__DIRECTION__:
Filter the listing below by copying out each line that contains the string "snow".

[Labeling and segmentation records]
——————
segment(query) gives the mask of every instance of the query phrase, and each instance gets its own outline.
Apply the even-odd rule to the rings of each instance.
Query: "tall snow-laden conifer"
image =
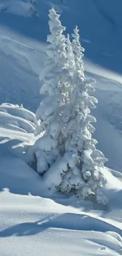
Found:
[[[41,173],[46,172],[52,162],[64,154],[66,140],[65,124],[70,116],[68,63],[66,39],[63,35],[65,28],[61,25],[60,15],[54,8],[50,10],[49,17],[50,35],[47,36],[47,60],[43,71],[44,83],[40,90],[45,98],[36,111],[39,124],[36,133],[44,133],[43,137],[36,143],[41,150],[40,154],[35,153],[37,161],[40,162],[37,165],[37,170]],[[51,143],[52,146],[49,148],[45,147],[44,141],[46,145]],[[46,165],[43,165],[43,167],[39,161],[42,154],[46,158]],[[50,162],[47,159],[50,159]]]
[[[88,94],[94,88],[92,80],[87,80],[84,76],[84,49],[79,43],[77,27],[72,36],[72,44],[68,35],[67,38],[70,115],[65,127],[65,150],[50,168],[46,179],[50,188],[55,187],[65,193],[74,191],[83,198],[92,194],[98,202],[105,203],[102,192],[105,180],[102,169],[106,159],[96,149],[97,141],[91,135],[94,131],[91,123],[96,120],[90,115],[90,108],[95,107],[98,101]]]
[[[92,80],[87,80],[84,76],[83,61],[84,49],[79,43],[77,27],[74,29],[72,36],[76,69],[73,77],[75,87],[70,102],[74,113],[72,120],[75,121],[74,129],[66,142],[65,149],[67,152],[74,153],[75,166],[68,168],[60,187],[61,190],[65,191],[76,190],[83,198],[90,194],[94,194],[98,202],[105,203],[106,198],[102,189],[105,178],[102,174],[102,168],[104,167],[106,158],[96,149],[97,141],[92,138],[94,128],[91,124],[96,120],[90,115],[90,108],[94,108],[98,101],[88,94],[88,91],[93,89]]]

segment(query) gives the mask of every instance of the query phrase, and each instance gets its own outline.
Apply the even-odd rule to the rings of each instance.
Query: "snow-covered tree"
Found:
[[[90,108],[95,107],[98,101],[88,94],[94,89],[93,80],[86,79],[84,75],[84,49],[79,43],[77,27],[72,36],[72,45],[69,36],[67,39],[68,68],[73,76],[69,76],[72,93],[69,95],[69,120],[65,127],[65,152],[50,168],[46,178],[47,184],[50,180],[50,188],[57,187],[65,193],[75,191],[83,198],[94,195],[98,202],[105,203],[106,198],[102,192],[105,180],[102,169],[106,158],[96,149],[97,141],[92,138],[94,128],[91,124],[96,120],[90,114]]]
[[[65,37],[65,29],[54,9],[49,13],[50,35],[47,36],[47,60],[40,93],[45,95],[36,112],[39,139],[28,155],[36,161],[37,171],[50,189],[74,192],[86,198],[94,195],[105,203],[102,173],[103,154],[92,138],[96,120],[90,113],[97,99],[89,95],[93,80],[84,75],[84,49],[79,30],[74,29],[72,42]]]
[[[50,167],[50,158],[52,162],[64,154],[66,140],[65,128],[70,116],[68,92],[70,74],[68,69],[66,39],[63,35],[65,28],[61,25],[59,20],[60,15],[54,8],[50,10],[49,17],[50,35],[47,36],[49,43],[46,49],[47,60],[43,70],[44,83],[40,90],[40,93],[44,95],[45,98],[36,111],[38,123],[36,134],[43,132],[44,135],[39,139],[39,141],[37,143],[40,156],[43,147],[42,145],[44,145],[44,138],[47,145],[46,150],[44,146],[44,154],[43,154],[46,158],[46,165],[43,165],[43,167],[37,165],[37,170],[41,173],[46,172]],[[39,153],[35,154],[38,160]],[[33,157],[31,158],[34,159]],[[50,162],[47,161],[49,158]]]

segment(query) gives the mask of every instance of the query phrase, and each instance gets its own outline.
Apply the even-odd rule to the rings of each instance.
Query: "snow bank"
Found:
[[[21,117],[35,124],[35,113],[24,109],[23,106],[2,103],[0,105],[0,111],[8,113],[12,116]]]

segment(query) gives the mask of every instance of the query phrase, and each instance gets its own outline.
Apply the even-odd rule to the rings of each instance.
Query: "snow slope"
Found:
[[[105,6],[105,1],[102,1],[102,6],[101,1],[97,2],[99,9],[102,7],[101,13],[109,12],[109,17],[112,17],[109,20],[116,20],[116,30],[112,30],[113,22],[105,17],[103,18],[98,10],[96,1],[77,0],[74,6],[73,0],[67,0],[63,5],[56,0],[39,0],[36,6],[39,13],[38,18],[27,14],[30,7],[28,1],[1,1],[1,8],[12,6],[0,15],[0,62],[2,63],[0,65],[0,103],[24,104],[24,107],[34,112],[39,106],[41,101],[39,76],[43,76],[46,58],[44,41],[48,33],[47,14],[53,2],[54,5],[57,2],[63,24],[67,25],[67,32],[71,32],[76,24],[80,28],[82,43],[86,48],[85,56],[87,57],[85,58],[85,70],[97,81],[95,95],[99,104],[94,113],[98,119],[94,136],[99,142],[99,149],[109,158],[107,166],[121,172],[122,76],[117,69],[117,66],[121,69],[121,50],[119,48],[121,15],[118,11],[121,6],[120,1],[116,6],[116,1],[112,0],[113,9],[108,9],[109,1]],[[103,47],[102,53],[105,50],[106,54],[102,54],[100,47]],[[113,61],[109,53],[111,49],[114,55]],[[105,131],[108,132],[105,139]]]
——————
__RESULT OF THIS EXERCISE__:
Query: "tall snow-laden conifer"
Query: "snow-covered tree"
Query: "snow bank"
Query: "snow slope"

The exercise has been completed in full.